▸ Aim of the exercise: Write the records out again in full, word for word.

Data records:
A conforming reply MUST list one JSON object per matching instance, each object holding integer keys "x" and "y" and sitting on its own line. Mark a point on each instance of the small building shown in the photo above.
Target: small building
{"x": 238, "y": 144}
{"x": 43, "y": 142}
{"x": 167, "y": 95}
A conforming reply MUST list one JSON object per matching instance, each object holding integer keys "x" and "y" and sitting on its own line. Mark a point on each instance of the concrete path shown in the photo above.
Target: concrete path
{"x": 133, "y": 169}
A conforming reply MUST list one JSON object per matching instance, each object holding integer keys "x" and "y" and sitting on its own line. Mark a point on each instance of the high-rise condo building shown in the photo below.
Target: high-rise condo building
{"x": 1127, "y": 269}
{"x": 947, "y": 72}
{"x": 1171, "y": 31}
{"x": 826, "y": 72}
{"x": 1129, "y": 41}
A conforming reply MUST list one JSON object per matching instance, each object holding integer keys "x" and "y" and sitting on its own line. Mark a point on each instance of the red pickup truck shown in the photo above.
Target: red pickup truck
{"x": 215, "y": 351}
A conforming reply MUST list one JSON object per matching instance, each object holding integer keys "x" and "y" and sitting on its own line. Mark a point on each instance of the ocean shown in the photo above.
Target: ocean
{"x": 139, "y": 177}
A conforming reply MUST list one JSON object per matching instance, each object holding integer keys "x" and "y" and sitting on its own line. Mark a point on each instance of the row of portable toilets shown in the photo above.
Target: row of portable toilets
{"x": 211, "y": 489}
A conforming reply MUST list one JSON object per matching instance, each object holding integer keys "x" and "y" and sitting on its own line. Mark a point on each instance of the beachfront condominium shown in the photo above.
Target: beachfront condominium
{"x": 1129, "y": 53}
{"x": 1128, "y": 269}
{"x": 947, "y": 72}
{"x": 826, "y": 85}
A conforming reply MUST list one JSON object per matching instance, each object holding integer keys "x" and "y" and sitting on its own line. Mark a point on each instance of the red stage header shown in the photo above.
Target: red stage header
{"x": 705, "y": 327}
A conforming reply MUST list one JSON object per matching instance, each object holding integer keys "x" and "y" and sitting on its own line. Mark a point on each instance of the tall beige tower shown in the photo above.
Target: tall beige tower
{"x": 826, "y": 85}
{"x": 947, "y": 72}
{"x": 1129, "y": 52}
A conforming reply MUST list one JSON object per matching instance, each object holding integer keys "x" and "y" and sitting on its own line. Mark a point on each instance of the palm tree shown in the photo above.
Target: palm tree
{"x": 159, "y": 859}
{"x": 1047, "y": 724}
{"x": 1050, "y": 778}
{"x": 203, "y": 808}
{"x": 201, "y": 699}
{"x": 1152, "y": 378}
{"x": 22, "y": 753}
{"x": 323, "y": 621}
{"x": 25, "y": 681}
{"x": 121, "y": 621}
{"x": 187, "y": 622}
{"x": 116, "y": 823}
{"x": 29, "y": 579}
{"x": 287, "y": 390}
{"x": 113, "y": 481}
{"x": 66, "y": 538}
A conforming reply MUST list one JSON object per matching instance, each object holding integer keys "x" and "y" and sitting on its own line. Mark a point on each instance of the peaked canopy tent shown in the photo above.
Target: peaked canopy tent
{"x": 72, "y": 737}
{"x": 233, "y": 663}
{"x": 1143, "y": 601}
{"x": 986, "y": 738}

▸ Answer to the problem:
A conforming reply MUST list one JSON object per matching instance, each object holding integer keys "x" and "y" and sitting on its own line. Mark a point on each instance of the small building shown in the photo above.
Target: small building
{"x": 238, "y": 144}
{"x": 43, "y": 142}
{"x": 167, "y": 95}
A conforming reply MUST list one JSON object per matching instance, each object holding integer keys "x" and "y" and sitting on its own line. Mark a point on each instance of the concrete path shown in the photo above.
Target: concrete path
{"x": 133, "y": 169}
A conforming reply MUST list one JSON object per matching instance, each object holding integer keys "x" and "y" and sitting on its own line. Mark a point on each instance of the high-rise condo building shown in the photo below.
Target: high-rise condo building
{"x": 1127, "y": 269}
{"x": 947, "y": 72}
{"x": 1171, "y": 31}
{"x": 826, "y": 72}
{"x": 1129, "y": 41}
A conforming reply MUST list one JSON object per matching instance, each object holding integer keys "x" and "y" and sitting on its own line. Mark a point on each instance of the red pickup truck shown in the photo above.
Target: red pickup truck
{"x": 215, "y": 351}
A conforming reply MUST list one JSON object per matching instance, each object holding integer keys "x" and "y" and sitting on its own line. Mark a point on each instance of the ocean shown in the photo above.
Target: ocean
{"x": 139, "y": 177}
A conforming reply MUST list one JSON object per matching instance, each object holding integer keys "x" and "y" and sitting on its own line. Mark a point on each instance of the row of portable toilets shown in the photo above.
Target: row of portable toilets
{"x": 211, "y": 489}
A conforming reply MUST list one JSON object per matching instance, each object holding integer keys "x" and "y" and sitting on its own line. Mark a point on each instance of the beachfront condominium shown in the photo above.
Target: beachfront condominium
{"x": 1129, "y": 53}
{"x": 1128, "y": 269}
{"x": 947, "y": 72}
{"x": 826, "y": 85}
A conforming reply MUST list one JSON object per matching instance, each object holding integer keys "x" and "y" and sitting on its own line. Mark a point on each instance of the red stage header shown in the photo above.
Target: red stage header
{"x": 705, "y": 327}
A conforming reply MUST list one JSON object per matching instance, each object holding integer keys "x" and "y" and sitting on its own line. Mark a point on each instance of the tall beige tower shown in the photo above.
Target: tall beige tower
{"x": 826, "y": 85}
{"x": 947, "y": 72}
{"x": 1129, "y": 52}
A conforming reply MUST list one JSON object per matching instance, each object holding integer keys "x" and "y" and sitting on its own line. Mark a point on each instance of the palm tree shown in the photo above.
Target: palm tree
{"x": 159, "y": 859}
{"x": 1047, "y": 724}
{"x": 1050, "y": 778}
{"x": 203, "y": 808}
{"x": 201, "y": 699}
{"x": 1152, "y": 378}
{"x": 22, "y": 753}
{"x": 323, "y": 621}
{"x": 25, "y": 681}
{"x": 121, "y": 621}
{"x": 187, "y": 622}
{"x": 116, "y": 823}
{"x": 29, "y": 579}
{"x": 287, "y": 390}
{"x": 113, "y": 481}
{"x": 66, "y": 538}
A conforming reply MUST list one JSON object per matching instance, each object holding integer keys "x" and "y" and sitting on its own line. Mark a point on each instance of the peaked canopy tent shown in the photo above.
Target: peaked canopy tent
{"x": 72, "y": 737}
{"x": 233, "y": 663}
{"x": 1143, "y": 601}
{"x": 986, "y": 738}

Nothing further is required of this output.